Instructions for the task
Copy each line below in which the string "amber" appears.

▼

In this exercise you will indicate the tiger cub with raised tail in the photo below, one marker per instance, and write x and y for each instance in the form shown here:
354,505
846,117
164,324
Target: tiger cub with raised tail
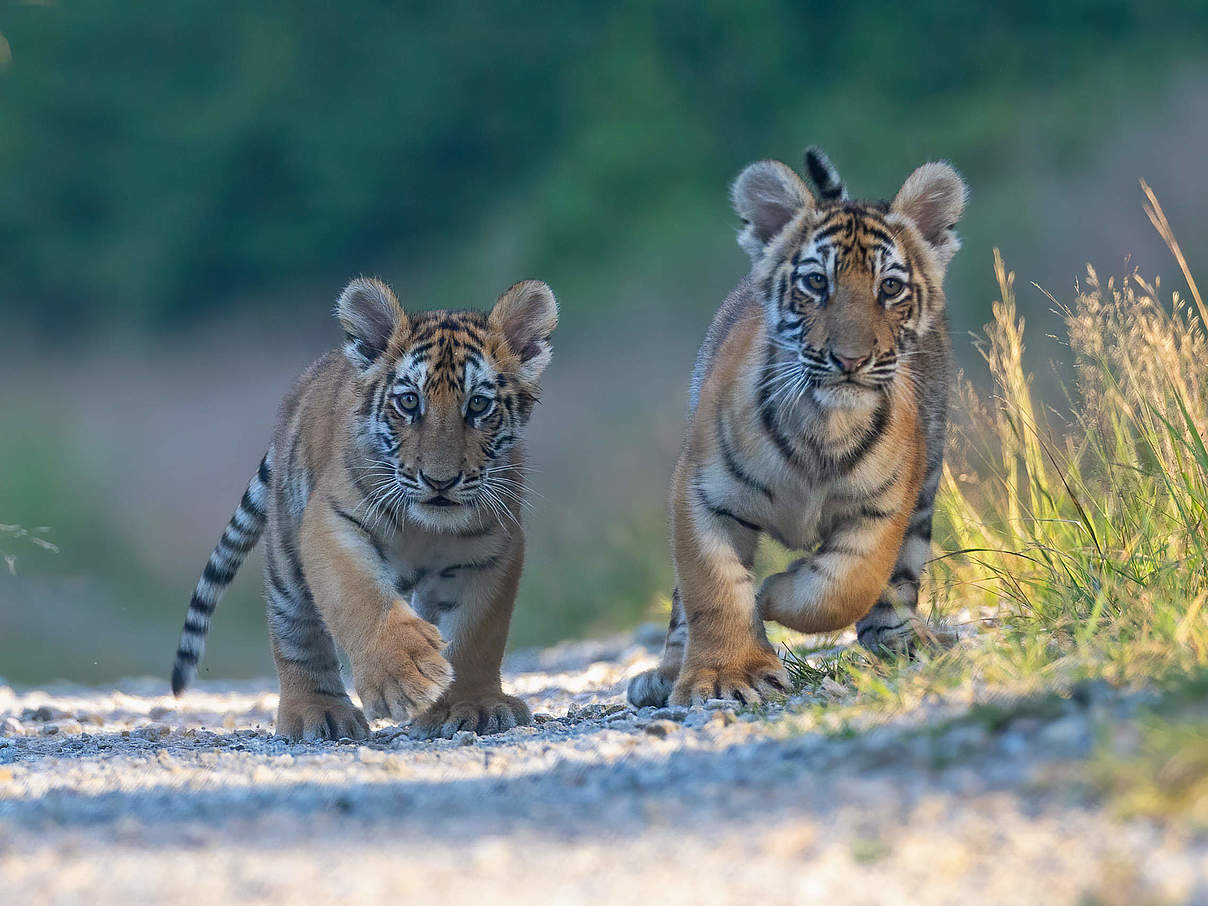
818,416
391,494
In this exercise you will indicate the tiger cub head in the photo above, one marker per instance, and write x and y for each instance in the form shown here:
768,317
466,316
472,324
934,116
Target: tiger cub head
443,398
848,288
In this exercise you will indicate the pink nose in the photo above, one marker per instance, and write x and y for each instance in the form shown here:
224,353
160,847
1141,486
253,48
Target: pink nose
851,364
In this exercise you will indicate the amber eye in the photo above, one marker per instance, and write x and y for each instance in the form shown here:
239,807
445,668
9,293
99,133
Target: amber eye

▲
▼

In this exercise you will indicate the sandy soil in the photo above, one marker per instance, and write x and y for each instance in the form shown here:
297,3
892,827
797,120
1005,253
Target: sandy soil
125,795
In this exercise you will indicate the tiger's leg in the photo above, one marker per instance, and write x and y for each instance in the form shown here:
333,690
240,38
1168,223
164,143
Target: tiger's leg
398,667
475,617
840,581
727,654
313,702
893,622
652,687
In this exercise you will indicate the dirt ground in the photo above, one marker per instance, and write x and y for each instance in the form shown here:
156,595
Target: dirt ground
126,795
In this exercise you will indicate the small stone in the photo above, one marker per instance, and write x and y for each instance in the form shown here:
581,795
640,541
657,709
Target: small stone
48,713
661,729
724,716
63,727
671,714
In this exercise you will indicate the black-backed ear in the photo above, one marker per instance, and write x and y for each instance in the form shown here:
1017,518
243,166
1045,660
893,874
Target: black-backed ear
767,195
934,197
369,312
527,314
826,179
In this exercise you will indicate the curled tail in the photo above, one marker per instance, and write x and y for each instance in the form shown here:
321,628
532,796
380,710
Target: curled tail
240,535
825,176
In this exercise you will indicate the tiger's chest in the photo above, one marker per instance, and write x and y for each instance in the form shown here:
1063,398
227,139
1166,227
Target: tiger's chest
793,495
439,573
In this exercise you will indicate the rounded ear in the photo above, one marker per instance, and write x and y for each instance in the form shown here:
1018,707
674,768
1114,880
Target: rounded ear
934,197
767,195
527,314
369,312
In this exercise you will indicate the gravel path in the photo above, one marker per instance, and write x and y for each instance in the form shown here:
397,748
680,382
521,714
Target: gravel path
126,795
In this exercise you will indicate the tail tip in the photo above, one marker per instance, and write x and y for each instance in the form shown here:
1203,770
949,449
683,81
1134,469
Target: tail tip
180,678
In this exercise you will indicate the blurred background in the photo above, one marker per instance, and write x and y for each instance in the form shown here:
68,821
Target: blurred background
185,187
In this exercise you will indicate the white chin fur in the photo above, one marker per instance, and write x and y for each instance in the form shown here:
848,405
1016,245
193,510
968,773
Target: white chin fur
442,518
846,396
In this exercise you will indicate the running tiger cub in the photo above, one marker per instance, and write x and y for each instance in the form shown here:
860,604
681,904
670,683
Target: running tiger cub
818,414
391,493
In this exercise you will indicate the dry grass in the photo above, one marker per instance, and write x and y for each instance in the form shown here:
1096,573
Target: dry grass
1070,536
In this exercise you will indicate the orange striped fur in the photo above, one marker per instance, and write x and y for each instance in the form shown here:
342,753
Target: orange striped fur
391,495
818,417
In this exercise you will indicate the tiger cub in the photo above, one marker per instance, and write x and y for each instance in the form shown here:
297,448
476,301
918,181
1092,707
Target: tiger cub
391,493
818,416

▲

Completed task
In this exercise you will indicate the amber eye in the photo above, one marker per instance, and write x and y for each instance in the form shown here:
Target: amber eye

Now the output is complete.